## [Esercizi]
- a) Le seguenti affermazioni concordano con il brano sul calcio? (i) Secondo il brano, Neymar è il più forte di sempre. (ii) Il brano sostiene che la valutazione di un giocatore deve essere relativa al contesto. (iii) Per il brano, un rientro soltanto pubblicitario sarebbe un male anche se rispetta le regole. Rispondi sì o no a ciascuna e cita testualmente le parole del brano che lo decidono.
- b) Come prosegue il brano sul calcio? Continualo a partire dal punto in cui si interrompe.

## [Brano di testo]
________________________
Su questo aspetto non ti so dare una valutazione perché non ho mia visionato i bilanci di un City/Psg, quindi non ho una risposta, la mia unica idea è che, però, tendenzialmente nessuno fa niente per niente, ed anche se fosse soltanto un rientro di tipo pubblicitario io non ci vedo niente di male finché rispetta le regole, ovviamente l'espansione del mercato è un fattore da tenere in considerazione, ma come dici tu non so se copre effettivamente l'aumentare degli esborsi. La scarsità dei giocatori molto forti per quanto mi riguarda non può esistere per due motivi : A ) Se metti Sanchez (allenato così) nel calcio di 50 anni fa non sentiresti neanche nominare Pelé (è un'iperbole, ma spero di essermi spiegato) 
B ) Si gioca con quelli che ci sono a disposizione ora, se anche fossi più scarso di quelli di 20 anni fa oggi sarei forte perché gioco con chi gioca oggi, è una valutazione che dev'essere relativa al contesto. Non mi interessa se Neymar non è il più forte di sempre. È il più forte ora.
________________________
## [Record forniti]
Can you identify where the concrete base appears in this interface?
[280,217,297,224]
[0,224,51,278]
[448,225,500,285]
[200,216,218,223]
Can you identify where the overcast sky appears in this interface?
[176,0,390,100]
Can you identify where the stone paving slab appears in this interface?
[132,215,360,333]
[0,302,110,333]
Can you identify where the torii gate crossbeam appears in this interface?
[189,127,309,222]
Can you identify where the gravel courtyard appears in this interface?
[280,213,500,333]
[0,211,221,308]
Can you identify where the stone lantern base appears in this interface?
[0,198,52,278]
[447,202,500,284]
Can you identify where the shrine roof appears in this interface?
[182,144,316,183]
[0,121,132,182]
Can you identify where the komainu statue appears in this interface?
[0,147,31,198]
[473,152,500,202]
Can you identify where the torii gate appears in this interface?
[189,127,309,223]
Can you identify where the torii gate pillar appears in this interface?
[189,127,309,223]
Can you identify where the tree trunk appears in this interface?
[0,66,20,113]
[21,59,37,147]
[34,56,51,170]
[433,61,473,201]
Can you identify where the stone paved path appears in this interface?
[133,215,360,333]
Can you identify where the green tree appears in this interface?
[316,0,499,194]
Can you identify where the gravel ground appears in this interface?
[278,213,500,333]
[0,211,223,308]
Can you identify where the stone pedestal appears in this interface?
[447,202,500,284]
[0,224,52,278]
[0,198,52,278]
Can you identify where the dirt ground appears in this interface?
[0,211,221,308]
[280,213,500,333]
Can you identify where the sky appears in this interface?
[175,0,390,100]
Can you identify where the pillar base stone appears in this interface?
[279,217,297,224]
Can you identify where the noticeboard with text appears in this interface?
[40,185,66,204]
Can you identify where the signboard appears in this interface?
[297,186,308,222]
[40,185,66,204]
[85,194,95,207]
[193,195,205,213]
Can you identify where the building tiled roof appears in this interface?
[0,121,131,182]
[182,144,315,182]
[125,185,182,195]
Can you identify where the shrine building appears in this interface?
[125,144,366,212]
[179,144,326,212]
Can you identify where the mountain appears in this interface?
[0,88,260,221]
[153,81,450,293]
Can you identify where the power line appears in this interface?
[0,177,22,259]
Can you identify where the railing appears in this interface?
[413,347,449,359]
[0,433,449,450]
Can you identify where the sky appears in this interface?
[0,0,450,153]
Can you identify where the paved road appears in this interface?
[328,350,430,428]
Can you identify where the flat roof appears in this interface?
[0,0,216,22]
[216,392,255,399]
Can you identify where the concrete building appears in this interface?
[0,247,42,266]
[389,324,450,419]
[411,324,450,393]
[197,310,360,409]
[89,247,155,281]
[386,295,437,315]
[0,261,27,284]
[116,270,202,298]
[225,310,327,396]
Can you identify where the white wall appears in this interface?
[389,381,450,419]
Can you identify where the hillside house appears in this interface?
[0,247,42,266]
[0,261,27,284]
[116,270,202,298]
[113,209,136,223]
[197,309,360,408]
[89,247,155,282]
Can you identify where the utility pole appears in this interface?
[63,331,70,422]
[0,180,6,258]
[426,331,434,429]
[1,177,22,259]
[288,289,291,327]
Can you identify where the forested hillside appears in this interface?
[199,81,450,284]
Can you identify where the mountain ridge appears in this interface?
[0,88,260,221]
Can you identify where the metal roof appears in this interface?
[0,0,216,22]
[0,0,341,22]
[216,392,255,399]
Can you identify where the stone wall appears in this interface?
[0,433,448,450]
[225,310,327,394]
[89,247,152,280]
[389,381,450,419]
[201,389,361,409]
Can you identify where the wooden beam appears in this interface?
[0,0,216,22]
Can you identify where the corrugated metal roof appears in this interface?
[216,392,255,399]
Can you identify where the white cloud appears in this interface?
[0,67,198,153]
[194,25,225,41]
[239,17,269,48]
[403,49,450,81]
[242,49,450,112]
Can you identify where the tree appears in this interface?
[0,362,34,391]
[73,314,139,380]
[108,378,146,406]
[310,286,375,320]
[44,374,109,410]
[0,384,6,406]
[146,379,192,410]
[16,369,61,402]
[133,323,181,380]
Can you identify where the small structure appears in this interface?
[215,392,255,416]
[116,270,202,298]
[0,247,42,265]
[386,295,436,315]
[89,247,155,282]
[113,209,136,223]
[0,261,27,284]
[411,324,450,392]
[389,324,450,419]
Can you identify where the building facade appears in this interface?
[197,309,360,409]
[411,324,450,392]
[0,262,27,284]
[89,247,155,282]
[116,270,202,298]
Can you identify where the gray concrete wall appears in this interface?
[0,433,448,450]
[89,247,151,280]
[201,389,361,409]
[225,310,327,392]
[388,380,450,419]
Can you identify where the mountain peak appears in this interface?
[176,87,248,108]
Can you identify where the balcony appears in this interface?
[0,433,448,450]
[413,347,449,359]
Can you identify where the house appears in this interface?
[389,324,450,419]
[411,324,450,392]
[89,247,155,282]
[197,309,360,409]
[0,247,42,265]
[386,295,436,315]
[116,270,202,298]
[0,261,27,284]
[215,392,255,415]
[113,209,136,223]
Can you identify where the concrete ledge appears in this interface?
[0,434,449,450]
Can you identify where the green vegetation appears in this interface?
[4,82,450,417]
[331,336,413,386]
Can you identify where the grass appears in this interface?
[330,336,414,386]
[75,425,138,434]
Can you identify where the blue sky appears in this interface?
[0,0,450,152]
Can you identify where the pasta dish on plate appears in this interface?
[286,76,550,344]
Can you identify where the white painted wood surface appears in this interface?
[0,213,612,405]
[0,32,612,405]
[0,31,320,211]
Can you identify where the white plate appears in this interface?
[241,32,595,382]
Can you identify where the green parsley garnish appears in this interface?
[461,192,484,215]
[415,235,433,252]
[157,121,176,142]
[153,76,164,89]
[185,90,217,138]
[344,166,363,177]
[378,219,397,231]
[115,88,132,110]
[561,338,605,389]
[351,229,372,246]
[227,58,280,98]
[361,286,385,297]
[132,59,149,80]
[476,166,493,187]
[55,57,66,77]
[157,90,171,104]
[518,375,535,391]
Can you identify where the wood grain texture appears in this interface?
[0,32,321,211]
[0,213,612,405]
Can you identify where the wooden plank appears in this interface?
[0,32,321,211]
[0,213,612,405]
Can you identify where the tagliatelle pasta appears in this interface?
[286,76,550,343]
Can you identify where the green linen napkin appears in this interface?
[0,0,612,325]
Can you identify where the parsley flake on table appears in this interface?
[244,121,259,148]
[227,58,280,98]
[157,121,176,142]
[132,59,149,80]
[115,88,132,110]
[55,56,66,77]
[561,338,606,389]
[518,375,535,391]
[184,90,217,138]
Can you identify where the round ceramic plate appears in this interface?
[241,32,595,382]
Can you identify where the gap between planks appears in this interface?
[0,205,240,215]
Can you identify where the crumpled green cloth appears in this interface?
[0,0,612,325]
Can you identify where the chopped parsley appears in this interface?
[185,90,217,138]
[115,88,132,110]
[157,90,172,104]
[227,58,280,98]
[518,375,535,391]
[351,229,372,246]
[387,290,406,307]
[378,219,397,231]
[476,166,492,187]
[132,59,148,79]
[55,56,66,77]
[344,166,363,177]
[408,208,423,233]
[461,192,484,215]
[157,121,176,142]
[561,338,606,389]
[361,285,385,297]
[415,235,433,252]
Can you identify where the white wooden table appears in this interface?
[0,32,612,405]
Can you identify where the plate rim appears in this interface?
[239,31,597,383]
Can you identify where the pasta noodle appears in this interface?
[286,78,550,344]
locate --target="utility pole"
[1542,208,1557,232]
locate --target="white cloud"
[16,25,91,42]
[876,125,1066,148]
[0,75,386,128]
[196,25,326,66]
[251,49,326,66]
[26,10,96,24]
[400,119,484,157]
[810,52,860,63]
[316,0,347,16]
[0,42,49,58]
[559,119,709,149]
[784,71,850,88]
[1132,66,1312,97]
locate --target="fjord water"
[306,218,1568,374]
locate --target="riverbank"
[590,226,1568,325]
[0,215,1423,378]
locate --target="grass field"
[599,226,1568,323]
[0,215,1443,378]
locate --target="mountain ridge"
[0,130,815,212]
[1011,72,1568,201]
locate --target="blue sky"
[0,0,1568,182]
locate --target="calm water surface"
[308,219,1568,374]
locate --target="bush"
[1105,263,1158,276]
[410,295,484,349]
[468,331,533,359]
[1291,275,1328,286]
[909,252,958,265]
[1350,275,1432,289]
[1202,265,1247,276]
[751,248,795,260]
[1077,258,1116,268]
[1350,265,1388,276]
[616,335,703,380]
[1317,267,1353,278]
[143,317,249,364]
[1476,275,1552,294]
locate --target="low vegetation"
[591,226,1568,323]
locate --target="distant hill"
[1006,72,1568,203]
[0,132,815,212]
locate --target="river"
________________________
## [Risposte attese]
- a)
(i) No: «È il più forte ora.»
(ii) Sì: «è una valutazione che dev'essere relativa al contesto»
(iii) No: «io non ci vedo niente di male finché rispetta le regole»

- b)
> Una domanda stupida che mi viene in mente è: ma senza i 30 milioni alla firma Sanchez non avrebbe firmato? Non bastavano i 13 milioni annui? Ecco, questo mi sembra poco etico. Sanchez quanto avrà guadagnato in carriera? 50, 60, 70 milioni? E da un giorno all’altro se ne trova 30 in più senza muovere un unghia, non ha alcun senso. I 40 milioni al padre di Neymar alla firma con il Psg? Non è etico, non è meritocratico e non è giustificabile. E anche in termini di investimento mi sembra una roba da babbei.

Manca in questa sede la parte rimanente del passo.